### TASK GOAL
Find the line with "[[171,31],[160,83],[190,87],[216,67],[200,23]]" in the data below. Repeat it and every line after it up to the end, exactly, but drop the pictures.

Data excerpts:
----
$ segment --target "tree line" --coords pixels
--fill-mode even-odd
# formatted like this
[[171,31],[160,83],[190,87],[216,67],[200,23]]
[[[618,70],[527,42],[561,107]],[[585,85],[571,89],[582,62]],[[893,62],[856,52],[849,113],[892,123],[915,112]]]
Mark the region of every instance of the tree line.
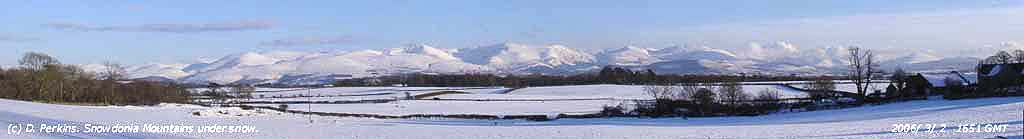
----
### EXERCISE RESULT
[[171,31],[160,83],[190,87],[216,67],[200,23]]
[[[618,70],[527,42],[561,107]],[[585,85],[571,89],[582,62]],[[893,62],[856,52],[849,113],[892,123],[915,112]]]
Mark the region of every instance of the tree line.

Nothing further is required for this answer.